• **Records shown**:
[Start]

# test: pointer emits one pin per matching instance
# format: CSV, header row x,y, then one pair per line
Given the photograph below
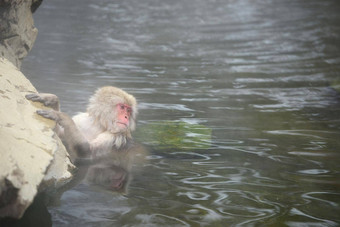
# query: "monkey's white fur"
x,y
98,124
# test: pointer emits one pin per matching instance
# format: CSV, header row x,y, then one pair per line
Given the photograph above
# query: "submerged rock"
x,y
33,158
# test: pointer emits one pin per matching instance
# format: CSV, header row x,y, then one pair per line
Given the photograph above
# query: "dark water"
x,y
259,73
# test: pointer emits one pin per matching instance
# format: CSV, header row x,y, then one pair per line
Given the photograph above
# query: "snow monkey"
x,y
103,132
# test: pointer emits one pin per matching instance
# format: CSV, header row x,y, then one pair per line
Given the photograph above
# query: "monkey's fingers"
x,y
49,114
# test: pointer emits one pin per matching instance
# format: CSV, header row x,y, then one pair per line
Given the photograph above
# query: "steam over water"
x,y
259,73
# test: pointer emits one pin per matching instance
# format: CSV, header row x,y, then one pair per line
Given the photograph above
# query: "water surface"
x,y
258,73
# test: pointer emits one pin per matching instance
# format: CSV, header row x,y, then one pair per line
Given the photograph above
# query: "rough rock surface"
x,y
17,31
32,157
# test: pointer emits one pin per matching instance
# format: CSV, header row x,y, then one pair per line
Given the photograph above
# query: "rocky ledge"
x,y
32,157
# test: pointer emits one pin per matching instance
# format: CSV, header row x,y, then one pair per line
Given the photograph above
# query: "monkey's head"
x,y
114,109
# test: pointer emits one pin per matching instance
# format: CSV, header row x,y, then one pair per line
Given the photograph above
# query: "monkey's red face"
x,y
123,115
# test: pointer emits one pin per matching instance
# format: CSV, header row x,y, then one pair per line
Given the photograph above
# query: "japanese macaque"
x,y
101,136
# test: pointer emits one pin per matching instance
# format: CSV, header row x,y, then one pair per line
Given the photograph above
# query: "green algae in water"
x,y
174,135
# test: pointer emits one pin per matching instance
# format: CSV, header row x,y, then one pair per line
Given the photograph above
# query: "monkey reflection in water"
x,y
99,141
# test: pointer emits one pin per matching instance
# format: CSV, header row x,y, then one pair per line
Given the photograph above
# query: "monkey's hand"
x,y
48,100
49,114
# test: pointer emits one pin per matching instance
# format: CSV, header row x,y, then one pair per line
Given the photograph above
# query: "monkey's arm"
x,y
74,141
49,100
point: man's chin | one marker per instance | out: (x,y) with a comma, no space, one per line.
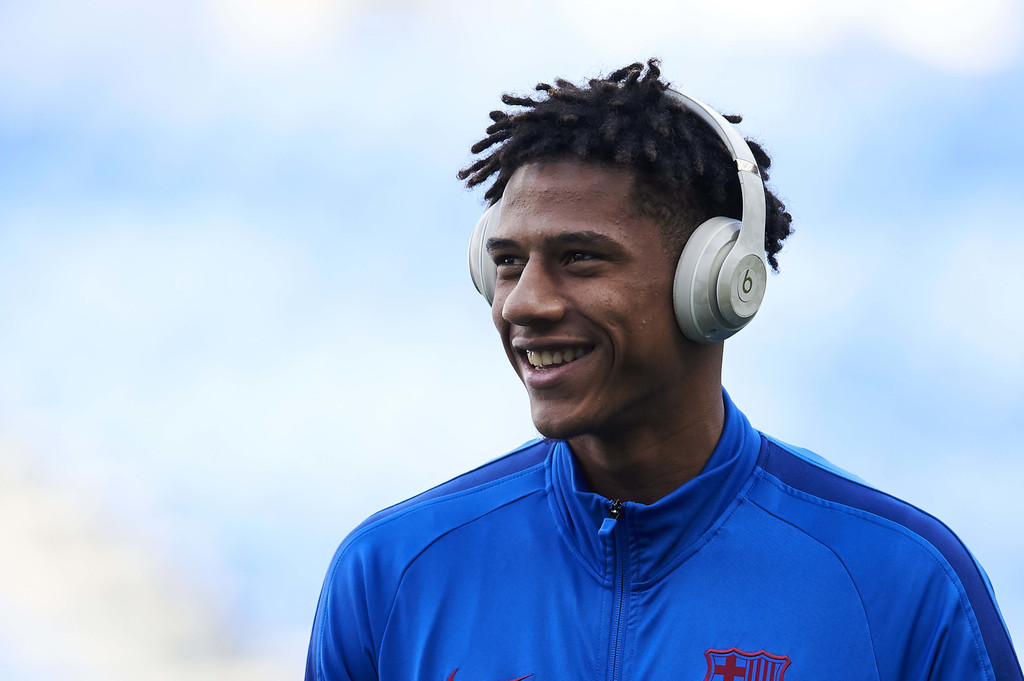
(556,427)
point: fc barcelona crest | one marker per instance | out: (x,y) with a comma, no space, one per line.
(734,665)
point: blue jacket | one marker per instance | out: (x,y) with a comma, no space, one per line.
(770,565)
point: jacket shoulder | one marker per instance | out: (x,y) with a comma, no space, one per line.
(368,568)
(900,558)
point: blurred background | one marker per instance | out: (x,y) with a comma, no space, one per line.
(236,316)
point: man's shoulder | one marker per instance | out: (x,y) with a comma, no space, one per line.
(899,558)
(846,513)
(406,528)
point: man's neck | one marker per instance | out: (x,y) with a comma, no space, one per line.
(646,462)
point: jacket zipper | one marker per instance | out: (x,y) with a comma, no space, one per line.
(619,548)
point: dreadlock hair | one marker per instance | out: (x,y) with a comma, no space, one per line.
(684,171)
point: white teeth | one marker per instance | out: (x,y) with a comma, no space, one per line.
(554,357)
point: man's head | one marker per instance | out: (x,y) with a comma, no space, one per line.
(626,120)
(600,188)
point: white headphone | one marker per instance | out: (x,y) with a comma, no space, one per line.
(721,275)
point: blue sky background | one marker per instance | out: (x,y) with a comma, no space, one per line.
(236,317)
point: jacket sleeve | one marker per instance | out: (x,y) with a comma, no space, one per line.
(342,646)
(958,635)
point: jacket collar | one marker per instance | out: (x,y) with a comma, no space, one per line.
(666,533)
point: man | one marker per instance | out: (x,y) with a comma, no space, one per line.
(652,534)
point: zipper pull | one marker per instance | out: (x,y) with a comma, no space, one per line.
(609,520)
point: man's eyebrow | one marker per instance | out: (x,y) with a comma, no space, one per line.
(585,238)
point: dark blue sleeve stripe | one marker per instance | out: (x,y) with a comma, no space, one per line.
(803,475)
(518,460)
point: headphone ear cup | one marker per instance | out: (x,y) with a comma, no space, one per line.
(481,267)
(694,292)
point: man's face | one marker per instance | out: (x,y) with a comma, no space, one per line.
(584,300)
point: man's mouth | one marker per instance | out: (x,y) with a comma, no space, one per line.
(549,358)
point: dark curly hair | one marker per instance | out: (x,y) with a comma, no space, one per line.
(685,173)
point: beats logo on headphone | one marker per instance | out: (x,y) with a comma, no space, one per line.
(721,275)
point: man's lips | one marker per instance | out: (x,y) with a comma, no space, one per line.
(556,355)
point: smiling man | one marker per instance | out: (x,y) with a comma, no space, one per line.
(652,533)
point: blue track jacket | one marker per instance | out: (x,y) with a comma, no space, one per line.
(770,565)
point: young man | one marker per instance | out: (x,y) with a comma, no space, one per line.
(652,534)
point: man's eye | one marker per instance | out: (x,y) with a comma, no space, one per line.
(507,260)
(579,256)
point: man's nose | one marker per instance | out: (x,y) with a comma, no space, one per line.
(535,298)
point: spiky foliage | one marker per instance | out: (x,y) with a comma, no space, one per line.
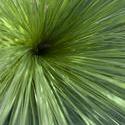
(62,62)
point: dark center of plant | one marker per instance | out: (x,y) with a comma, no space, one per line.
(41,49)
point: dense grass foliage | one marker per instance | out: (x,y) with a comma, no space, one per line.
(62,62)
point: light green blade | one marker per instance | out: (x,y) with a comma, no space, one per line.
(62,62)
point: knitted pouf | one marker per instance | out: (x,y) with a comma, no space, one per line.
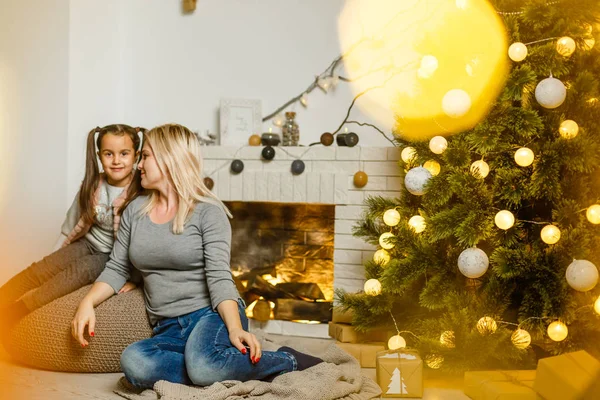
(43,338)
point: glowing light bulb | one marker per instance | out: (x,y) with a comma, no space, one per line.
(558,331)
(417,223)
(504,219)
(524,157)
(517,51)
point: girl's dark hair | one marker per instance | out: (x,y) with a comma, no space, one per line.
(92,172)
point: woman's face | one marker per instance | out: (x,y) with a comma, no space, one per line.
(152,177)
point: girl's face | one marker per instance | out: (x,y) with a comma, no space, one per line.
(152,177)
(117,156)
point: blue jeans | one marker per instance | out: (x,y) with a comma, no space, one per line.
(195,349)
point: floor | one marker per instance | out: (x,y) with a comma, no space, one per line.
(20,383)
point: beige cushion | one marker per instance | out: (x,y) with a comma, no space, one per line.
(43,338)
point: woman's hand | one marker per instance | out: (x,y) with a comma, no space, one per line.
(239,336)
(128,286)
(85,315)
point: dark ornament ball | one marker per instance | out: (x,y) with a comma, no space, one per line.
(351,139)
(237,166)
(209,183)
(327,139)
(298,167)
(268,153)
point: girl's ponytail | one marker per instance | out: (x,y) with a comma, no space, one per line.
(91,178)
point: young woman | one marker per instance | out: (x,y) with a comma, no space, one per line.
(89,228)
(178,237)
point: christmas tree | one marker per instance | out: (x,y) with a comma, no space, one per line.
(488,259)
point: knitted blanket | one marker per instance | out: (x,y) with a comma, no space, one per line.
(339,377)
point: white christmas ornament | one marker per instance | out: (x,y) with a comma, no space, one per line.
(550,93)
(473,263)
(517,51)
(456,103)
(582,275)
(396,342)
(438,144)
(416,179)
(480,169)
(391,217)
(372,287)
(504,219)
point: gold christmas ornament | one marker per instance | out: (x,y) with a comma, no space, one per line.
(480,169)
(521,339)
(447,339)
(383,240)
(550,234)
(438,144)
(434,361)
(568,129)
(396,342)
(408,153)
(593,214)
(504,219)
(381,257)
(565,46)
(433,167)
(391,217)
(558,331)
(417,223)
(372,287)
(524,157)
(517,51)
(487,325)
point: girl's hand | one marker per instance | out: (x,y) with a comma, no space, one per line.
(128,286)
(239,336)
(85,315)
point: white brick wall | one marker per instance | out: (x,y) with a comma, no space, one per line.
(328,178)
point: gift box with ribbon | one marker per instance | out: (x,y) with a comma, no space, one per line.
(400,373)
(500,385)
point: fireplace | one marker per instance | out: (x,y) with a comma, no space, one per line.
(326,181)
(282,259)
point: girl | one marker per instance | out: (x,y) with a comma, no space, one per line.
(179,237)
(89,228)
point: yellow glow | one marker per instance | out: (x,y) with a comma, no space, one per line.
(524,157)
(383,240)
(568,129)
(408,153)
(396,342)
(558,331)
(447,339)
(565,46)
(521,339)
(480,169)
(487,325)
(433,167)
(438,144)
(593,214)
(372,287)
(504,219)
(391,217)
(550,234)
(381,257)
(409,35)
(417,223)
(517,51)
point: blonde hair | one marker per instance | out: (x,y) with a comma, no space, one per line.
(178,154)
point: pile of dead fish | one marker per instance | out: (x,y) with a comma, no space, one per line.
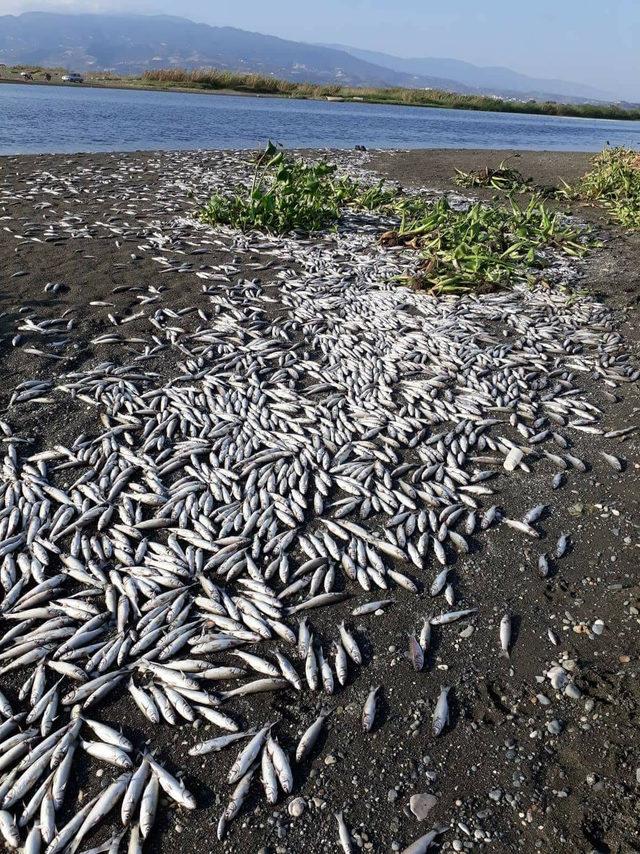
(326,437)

[End]

• **Aim of the task**:
Retype the line containing "point: gift box" and all lines after it through the end of the material, exactly and only those, leaving out pictures.

• **The output**:
point: gift box with ribbon | one marker per instance | out: (x,y) with a comma, no space, one per line.
(400,373)
(500,385)
point: fireplace | one marker per instance | out: (x,y) with a comma, no space, one per line.
(326,181)
(282,259)
point: girl | one marker per instance | out: (x,y) with a comma, no space, one per line.
(179,237)
(89,228)
point: yellow glow | one marker per instance | out: (x,y) with a comma, no space, one per line.
(524,157)
(383,240)
(568,129)
(408,153)
(396,342)
(558,331)
(447,339)
(565,46)
(521,339)
(480,169)
(487,325)
(433,167)
(438,144)
(593,214)
(372,287)
(504,219)
(391,217)
(550,234)
(381,257)
(409,35)
(417,223)
(517,51)
point: blonde hair | one marker per instance | out: (x,y) with a comma, no space, one per line.
(178,154)
point: pile of dead fish | one marker per instance | out: (x,y) with a comma, no space, one per line.
(326,437)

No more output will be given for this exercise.